## Prompt a
Tally the lines of the records that contain the string "yellow", and give only the number.

## Quoted text
---

Right Hegelians. The Right Hegelians were a group of 19th-century German intellectuals who interpreted the philosophical system of Georg Wilhelm Friedrich Hegel in a conservative manner, aligning it with the existing political and religious order of the Prussian state. Emerging in the 1830s following Hegel's death, they emphasized the rational and actual nature of established institutions, viewing them as the embodiment of the Absolute Spirit in historical development. This stood in direct opposition to the more radical, reformist interpretations of their contemporaries, leading to a significant schism within Hegelianism.

Historical and philosophical context

The school formed in the immediate aftermath of Hegel's death in 1831, during a period of political reaction following the Carlsbad Decrees and the consolidation of power in the German Confederation under Austrian chancellor Klemens von Metternich. Philosophically, they drew upon Hegel's concepts of the rational actuality of the state and the culmination of history in the Protestant Kingdom of Prussia. Key texts like Hegel's Philosophy of Right and his lectures on the Philosophy of Religion were interpreted as providing a philosophical justification for the status quo. This period also saw intense debates within the University of Berlin and other institutions like the University of Halle over the correct interpretation of Hegel's dense and often ambiguous system.

Key figures and their ideas

Prominent members included Philipp Konrad Marheineke, who sought to reconcile Hegelian philosophy with orthodox Lutheranism in works like Die Grundlehren der christlichen Dogmatik. Karl Friedrich Göschel argued for the compatibility of Hegel's thought with traditional Christian doctrine. In political philosophy, Johann Eduard Erdmann and Hermann Friedrich Wilhelm Hinrichs were significant exponents. The jurist Julius Stahl developed a conservative political philosophy based on Hegelian concepts, which later influenced Otto von Bismarck. Perhaps the most influential was Friedrich Wilhelm Joseph Schelling, whose later Berlin lectures were seen as a philosophical bulwark against radicalism, though he was not strictly a Hegelian.

---

## Prompt b
Answer these questions using the text on the Right Hegelians:
(i) In what year did Hegel die?
(ii) Which jurist developed a conservative political philosophy that later influenced Otto von Bismarck?
(iii) In which work did Philipp Konrad Marheineke seek to reconcile Hegelian philosophy with orthodox Lutheranism?

---

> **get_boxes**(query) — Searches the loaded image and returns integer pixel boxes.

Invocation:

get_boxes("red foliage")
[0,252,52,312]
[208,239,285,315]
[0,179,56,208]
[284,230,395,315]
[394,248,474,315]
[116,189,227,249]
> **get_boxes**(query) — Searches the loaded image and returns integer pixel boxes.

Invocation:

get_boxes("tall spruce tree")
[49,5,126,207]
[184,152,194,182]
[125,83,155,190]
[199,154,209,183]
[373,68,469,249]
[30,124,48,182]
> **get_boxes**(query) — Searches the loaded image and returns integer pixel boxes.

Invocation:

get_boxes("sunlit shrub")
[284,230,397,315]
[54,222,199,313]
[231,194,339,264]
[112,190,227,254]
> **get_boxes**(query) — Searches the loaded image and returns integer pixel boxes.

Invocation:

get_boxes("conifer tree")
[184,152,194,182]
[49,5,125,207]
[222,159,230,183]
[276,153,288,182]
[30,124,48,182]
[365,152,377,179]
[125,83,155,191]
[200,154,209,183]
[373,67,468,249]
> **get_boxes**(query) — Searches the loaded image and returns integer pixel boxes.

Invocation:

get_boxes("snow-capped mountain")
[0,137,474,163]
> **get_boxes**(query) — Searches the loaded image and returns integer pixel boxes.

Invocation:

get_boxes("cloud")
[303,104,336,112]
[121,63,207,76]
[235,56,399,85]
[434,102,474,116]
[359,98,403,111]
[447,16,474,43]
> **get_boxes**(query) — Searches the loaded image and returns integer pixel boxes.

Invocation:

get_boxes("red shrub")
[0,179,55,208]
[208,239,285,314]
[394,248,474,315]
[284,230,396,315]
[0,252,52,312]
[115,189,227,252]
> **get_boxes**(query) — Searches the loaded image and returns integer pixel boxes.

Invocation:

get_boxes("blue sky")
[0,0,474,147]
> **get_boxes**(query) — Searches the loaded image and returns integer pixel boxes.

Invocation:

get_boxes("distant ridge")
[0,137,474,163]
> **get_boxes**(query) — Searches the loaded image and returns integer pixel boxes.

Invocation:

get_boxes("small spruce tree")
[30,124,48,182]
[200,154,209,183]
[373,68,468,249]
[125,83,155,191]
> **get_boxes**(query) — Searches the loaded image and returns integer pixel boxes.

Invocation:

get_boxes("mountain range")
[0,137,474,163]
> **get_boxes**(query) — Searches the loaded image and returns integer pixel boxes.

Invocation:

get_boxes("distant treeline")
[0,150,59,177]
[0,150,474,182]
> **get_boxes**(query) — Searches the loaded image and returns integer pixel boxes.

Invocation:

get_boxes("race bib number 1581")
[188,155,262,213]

---

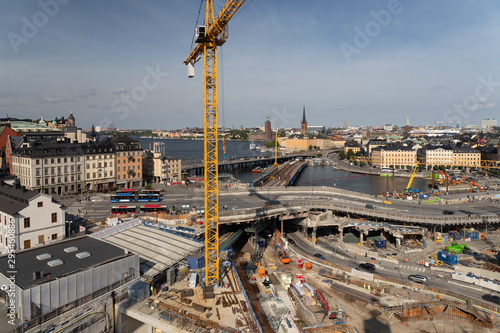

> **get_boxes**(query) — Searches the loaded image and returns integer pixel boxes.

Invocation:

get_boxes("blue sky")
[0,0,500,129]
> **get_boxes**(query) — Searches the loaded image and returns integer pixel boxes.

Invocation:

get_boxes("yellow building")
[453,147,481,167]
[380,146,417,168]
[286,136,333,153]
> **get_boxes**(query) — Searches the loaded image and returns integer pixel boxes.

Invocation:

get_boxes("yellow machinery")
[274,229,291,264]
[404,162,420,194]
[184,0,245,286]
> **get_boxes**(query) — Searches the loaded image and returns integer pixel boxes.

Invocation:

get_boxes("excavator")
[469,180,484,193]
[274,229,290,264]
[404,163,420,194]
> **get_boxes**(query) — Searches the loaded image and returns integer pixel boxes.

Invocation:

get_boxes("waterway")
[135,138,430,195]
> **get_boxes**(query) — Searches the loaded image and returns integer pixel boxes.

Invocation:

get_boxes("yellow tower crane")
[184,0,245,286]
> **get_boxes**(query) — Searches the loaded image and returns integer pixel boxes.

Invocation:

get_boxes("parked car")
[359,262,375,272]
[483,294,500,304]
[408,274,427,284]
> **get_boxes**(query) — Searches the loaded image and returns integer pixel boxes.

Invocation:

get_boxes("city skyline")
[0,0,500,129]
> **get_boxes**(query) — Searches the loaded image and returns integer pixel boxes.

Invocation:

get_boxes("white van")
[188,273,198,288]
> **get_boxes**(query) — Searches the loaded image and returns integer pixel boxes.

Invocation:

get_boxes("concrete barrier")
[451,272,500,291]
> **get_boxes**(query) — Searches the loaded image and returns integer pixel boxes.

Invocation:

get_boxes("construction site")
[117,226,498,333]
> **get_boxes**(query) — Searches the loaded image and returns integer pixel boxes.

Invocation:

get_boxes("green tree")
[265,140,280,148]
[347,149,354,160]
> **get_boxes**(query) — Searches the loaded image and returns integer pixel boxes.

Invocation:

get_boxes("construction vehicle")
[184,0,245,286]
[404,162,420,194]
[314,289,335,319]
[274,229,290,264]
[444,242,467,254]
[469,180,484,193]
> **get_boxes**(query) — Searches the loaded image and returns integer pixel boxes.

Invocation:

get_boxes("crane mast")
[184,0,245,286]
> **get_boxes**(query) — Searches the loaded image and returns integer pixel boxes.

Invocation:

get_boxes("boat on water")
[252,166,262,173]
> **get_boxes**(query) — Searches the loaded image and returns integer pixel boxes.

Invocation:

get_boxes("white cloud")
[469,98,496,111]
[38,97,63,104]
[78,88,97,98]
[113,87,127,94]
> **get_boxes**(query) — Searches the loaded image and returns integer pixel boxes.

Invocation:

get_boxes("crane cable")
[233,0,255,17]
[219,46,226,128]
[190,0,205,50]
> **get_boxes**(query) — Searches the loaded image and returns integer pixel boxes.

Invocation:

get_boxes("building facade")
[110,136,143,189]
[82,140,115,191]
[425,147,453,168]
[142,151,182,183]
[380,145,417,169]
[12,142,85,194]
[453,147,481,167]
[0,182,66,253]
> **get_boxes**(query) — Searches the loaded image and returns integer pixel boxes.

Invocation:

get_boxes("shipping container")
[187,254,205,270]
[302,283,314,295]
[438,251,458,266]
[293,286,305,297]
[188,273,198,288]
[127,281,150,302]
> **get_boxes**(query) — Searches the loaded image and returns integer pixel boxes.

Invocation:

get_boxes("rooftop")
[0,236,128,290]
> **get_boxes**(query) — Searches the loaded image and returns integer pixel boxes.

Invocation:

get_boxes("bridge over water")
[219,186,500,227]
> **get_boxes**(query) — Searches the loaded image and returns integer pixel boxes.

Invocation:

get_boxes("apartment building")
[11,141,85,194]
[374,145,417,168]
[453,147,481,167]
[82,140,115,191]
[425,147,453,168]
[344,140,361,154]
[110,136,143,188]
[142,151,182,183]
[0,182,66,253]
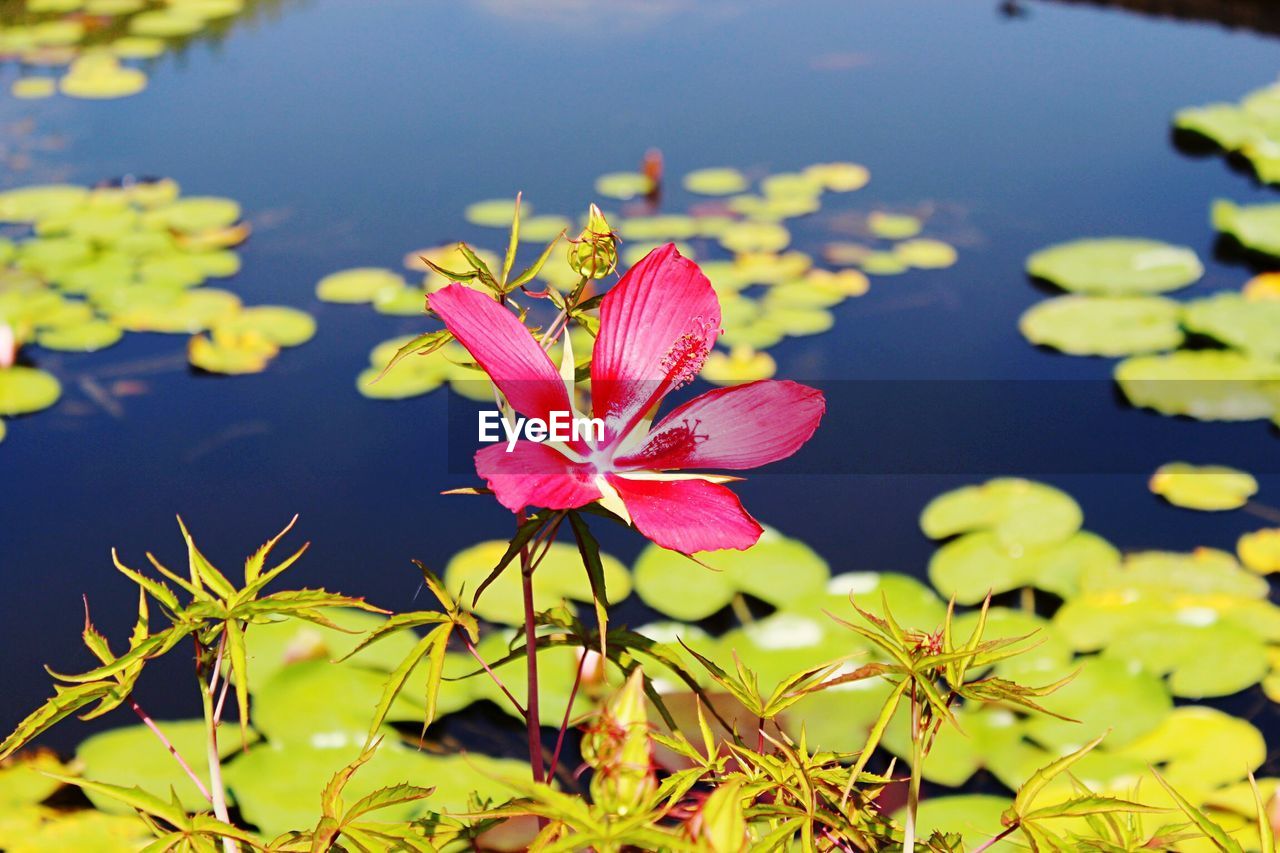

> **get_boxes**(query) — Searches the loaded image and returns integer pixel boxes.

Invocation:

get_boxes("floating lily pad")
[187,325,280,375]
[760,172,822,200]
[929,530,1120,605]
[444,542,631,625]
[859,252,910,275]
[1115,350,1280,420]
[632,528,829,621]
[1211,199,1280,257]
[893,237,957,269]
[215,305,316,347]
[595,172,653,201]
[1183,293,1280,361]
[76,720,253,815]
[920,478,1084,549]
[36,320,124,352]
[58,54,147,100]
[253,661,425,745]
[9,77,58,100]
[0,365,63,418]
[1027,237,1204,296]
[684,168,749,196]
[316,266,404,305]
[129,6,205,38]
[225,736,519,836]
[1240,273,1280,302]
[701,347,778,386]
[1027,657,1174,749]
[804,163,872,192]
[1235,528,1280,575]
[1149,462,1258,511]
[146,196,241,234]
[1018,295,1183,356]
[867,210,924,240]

---

## Full answer a
3

## Full answer b
(i) 1831
(ii) Julius Stahl
(iii) Die Grundlehren der christlichen Dogmatik